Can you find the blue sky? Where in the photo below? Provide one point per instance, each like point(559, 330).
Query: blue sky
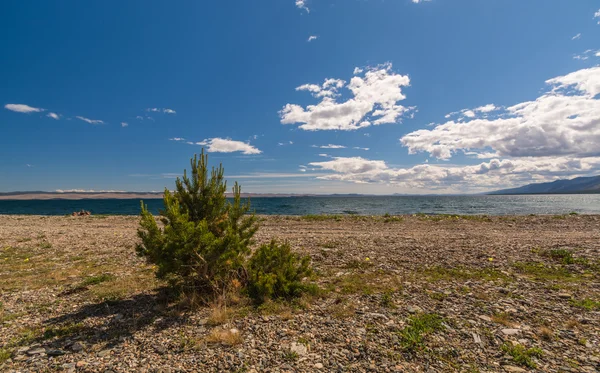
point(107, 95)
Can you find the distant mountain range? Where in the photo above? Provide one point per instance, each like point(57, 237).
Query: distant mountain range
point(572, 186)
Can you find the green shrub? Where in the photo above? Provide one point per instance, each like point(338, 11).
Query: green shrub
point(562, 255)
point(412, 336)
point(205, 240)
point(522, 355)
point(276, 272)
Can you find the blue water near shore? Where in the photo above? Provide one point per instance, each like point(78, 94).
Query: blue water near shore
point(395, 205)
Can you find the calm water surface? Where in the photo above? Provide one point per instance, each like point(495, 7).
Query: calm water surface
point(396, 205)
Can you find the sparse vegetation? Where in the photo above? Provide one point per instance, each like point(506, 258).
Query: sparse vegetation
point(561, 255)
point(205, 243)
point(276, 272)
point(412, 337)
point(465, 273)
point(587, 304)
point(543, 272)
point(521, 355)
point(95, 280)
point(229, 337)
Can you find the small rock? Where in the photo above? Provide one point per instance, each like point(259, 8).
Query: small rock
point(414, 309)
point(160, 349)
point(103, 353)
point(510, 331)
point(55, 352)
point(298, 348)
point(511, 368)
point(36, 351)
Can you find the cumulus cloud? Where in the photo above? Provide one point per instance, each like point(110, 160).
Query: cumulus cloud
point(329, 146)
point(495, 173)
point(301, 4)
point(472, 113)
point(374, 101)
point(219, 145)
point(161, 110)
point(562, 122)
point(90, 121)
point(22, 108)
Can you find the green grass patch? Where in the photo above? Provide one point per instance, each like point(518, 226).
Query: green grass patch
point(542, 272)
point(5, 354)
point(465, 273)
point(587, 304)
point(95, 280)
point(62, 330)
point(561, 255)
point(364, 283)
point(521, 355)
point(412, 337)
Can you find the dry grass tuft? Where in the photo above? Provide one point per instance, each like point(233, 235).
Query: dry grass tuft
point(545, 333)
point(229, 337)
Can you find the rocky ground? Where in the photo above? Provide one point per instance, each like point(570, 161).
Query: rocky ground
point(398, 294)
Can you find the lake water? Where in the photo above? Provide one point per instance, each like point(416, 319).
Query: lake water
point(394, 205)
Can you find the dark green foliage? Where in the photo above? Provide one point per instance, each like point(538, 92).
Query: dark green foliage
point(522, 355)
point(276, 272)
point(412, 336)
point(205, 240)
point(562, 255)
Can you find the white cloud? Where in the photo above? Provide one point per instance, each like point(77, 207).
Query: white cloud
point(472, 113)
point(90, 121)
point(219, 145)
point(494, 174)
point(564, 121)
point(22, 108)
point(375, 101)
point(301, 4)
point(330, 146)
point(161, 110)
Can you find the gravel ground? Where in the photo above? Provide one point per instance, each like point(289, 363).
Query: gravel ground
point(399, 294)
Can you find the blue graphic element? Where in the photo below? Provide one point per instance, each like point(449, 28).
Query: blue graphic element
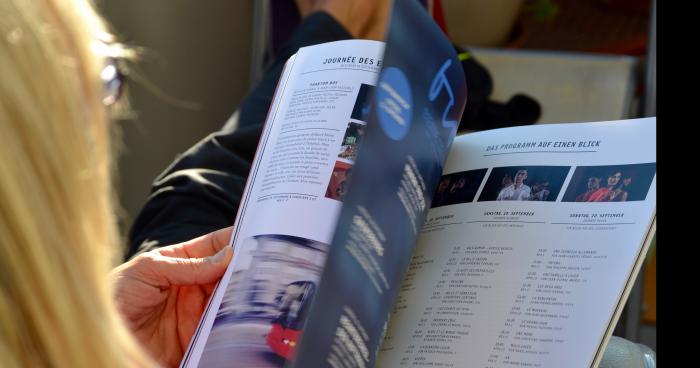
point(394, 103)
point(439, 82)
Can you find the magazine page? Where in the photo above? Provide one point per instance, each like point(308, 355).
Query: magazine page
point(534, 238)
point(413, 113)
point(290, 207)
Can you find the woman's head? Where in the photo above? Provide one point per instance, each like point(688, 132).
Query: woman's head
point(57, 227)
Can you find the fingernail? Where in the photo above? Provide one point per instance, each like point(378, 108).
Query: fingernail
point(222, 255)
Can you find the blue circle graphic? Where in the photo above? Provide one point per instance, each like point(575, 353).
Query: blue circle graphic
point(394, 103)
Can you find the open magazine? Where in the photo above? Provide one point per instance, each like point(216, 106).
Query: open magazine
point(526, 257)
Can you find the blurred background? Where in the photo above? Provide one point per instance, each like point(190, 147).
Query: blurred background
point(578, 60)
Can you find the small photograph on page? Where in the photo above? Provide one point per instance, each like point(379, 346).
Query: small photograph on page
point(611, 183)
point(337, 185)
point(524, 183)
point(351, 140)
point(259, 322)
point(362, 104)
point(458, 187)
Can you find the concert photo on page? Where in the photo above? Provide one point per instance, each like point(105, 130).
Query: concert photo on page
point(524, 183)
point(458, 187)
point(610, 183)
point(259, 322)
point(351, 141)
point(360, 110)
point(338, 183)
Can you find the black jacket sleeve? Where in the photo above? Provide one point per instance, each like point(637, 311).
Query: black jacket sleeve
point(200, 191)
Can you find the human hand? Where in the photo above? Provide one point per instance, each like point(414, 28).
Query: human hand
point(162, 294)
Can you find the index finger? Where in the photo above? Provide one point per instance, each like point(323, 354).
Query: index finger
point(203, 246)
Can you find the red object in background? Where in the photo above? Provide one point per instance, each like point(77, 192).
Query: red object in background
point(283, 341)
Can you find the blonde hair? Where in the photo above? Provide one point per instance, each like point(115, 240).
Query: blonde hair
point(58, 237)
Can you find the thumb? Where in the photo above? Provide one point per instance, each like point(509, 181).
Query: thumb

|---|

**EXERCISE GOAL**
Return only the lines between the one holding "Can you find the small rock?" and the one holding "Can you find the white", inclusive, exactly as they appear above.

**TASK RESULT**
Can you find the small rock? Where in the photo above? Provide one point per instance, each like point(259, 8).
Query: small rock
point(414, 309)
point(160, 349)
point(103, 353)
point(510, 331)
point(55, 352)
point(298, 348)
point(511, 368)
point(36, 351)
Can you find the cumulus cloud? Where in the photo above? Provide one point per instance, each like point(110, 160).
Query: cumulus cloud
point(329, 146)
point(495, 173)
point(301, 4)
point(472, 113)
point(374, 101)
point(219, 145)
point(161, 110)
point(562, 122)
point(90, 121)
point(22, 108)
Can you find the green grass patch? Where in the photo above? Provide one point per instance, each like point(518, 226).
Query: green grass patch
point(542, 272)
point(5, 354)
point(465, 273)
point(587, 304)
point(95, 280)
point(62, 330)
point(561, 255)
point(364, 283)
point(521, 355)
point(412, 337)
Can you find the dry grass tuft? Where in the photo above? Provide one point per instance, each like point(233, 235).
Query: dry grass tuft
point(545, 333)
point(229, 337)
Can you find the rocky ground? Where in the photo above? Provide one point per instance, each like point(570, 161).
Query: rocky ground
point(398, 294)
Can you find the lake water? Where in the photo above? Provide one point per instance, each like point(416, 319).
Query: lake water
point(394, 205)
Can you find the dark green foliage? Where in the photo above? Provide one point per instance, each like point(538, 92).
Query: dark green foliage
point(522, 355)
point(276, 272)
point(412, 336)
point(205, 240)
point(562, 255)
Can you find the white cloud? Where in the photo above? Provide one point per instance, each like point(77, 207).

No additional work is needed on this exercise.